> [Text provided]:
====

Jump to content

Research:AI-BRIDGES

From Meta, a Wikimedia project coordination wiki
Created
01 September 2025 (UTC)
Contact
Dr. Shani Evenstein Sigalov
Collaborators

Core partners: WMDE, WMUK, WMBR, PleiAs. Many other organizations, institutions, affiliates and individuals.

For more details see: ai-bridges.org
Duration:  2025-09 – 2027-08

This page documents a research project in progress.
Information may be incomplete and change as the project progresses.
Please contact the project lead before formally citing or reusing results from this page.


About

[edit]

AI-BRIDGES (AI-Driven Bridging of Resources and Integration of Data Governance in Educational & Cultural Heritage Systems) is a research-driven, collaborative project exploring how institutional data, open knowledge infrastructures, and Generative AI (GenAI) can be better connected in ways that are sustainable, responsible, and globally inclusive.

The project is hosted at the Digital Humanities Research Hub, School of Advanced Study, University of London. It is funded by the European Commission through a Marie Skłodowska-Curie Postdoctoral Research Fellowship, spanning 2 years, from September 2025 to August 2027.

AI-BRIDGES is designed as a time-bound research project with long-term ambitions. Its research, collaborations and outputs are developed so they can continue to serve institutions, communities and the commons beyond the lifetime of the grant.

The Challenge

[edit]

Across the knowledge ecosystem, institutions, open knowledge infrastructures, and AI systems still operate largely in silos. This makes it difficult to share high-quality data openly, reuse it at scale, and ensure it remains visible and meaningful in an AI-driven world.

  • Institutions and their data: Institutions steward vast amounts of high-quality data, from cultural heritage to research and public records. Yet differences in formats, standards, and capacity make this data difficult to share openly and sustainably.

====

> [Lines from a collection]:

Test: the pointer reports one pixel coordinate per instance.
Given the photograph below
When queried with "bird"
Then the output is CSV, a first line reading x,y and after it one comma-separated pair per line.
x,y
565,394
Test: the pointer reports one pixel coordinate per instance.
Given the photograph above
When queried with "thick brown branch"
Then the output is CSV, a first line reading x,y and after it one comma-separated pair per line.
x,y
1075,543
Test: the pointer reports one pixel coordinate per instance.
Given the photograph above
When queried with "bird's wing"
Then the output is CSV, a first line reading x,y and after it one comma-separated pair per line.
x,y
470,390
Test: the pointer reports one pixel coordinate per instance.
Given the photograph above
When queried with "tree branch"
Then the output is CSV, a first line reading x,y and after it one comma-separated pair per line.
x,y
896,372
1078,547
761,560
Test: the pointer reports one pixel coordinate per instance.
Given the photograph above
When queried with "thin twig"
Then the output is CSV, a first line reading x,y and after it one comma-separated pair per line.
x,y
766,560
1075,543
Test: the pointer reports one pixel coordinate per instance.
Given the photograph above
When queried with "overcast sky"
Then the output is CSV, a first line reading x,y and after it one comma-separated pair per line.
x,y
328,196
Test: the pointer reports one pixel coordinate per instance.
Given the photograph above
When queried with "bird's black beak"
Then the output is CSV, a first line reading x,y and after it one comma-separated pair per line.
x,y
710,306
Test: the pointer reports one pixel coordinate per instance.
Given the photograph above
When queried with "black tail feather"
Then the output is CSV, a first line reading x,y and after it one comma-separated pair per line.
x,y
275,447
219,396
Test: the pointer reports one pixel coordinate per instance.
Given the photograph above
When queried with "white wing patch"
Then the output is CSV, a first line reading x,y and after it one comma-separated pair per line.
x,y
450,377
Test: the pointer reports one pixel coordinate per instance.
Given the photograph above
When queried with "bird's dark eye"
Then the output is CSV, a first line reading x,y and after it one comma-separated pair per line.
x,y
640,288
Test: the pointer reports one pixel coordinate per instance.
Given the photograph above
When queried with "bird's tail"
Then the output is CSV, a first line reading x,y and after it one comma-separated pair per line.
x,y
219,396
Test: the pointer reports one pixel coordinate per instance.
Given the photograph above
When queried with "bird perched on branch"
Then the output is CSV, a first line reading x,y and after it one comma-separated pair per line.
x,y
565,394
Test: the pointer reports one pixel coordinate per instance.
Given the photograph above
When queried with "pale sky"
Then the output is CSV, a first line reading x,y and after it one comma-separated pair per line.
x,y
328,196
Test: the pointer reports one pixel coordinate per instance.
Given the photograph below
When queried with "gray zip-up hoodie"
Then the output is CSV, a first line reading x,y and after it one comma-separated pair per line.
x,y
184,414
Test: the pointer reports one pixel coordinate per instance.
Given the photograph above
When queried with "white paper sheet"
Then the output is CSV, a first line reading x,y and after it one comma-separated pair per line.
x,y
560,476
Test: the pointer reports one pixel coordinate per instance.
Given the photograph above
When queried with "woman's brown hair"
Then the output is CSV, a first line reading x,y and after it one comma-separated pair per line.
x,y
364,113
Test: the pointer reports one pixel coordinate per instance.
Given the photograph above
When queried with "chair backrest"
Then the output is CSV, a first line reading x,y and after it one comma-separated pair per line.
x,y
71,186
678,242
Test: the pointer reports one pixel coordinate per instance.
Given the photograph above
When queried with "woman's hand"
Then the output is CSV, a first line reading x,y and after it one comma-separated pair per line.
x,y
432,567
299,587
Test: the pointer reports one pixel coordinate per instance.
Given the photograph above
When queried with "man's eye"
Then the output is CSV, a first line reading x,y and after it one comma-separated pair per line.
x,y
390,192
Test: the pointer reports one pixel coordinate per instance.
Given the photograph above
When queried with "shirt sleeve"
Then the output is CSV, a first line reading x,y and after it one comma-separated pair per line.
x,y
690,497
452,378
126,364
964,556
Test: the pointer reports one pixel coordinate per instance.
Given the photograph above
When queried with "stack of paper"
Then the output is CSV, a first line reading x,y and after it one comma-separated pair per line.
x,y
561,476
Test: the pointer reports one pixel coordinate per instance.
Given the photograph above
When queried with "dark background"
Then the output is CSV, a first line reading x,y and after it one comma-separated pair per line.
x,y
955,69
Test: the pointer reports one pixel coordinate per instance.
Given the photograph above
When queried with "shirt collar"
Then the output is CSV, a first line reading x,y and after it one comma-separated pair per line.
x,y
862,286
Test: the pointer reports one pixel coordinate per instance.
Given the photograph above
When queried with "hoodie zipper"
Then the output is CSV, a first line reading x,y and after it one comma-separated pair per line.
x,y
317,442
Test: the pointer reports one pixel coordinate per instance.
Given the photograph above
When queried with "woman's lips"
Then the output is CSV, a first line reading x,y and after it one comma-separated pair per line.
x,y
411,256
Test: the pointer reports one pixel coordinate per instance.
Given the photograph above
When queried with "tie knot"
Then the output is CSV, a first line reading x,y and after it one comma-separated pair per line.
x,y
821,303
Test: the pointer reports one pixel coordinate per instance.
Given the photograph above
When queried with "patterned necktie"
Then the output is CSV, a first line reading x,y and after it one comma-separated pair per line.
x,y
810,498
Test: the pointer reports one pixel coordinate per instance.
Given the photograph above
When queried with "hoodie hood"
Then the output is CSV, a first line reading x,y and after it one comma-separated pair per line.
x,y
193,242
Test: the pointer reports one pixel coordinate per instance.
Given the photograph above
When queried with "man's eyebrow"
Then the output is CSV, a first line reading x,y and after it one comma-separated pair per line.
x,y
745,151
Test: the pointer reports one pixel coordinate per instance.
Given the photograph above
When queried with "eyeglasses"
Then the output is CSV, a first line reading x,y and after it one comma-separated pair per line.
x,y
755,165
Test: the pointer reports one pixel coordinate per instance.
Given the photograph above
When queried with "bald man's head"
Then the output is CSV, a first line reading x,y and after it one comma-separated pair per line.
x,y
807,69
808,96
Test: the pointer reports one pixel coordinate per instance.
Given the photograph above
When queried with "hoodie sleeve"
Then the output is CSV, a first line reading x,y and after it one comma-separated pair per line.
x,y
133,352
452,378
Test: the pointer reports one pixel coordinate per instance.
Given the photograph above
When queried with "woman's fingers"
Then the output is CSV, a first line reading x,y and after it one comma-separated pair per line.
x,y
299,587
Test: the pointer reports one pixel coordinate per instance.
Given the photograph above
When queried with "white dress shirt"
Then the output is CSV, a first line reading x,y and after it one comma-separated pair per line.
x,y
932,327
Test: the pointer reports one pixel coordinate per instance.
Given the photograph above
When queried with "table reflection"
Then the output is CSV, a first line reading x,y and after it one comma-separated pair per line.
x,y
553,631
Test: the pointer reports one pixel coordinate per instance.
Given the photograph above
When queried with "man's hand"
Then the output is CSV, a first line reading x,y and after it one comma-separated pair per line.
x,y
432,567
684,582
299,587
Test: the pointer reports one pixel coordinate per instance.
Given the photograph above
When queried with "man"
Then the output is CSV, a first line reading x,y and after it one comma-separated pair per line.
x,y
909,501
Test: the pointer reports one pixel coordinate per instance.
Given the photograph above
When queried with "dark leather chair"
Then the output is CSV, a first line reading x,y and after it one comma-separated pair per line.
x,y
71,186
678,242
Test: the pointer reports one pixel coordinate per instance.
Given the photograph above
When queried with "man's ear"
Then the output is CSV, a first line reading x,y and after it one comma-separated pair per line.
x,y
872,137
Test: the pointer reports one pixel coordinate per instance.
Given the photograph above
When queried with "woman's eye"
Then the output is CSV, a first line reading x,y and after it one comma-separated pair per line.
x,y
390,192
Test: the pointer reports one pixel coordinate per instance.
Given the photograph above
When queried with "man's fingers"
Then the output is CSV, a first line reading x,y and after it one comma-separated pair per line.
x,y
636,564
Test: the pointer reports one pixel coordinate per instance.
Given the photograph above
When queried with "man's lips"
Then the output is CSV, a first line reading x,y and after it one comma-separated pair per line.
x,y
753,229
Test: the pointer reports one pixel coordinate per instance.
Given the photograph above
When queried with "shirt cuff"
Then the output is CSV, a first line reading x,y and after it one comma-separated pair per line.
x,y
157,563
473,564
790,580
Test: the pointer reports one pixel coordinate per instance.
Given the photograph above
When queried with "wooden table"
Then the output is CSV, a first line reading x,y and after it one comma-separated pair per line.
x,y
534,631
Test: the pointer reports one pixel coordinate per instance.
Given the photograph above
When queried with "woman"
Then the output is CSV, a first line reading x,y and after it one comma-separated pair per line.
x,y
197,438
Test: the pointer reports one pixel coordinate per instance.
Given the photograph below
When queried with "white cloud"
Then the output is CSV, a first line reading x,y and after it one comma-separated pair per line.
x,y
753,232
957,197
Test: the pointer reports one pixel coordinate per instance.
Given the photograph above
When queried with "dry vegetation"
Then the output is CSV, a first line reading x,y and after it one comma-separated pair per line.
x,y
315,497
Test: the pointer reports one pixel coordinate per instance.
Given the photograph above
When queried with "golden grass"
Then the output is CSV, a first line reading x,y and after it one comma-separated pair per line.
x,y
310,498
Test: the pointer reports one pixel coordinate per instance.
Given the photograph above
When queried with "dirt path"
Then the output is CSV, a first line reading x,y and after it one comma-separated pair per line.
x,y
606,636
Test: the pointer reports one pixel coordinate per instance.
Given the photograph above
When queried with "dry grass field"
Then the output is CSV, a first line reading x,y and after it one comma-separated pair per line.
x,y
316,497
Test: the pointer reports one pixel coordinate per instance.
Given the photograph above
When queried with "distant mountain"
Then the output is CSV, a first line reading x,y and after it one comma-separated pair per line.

====

> [Stated problem A]: According to the AI-BRIDGES page, which body funds the project?
> [Stated problem B]: List the core partners that the AI-BRIDGES page names.
> [Stated problem C]: Reproduce the passage of the AI-BRIDGES page that begins at the words "Please contact the" and stops after the words "and globally inclusive.".

> [Correct output A]: The European Commission, through a Marie Skłodowska-Curie Postdoctoral Research Fellowship.

> [Correct output B]: WMDE, WMUK, WMBR, PleiAs

> [Correct output C]:
Please contact the project lead before formally citing or reusing results from this page.


About

[edit]

AI-BRIDGES (AI-Driven Bridging of Resources and Integration of Data Governance in Educational & Cultural Heritage Systems) is a research-driven, collaborative project exploring how institutional data, open knowledge infrastructures, and Generative AI (GenAI) can be better connected in ways that are sustainable, responsible, and globally inclusive.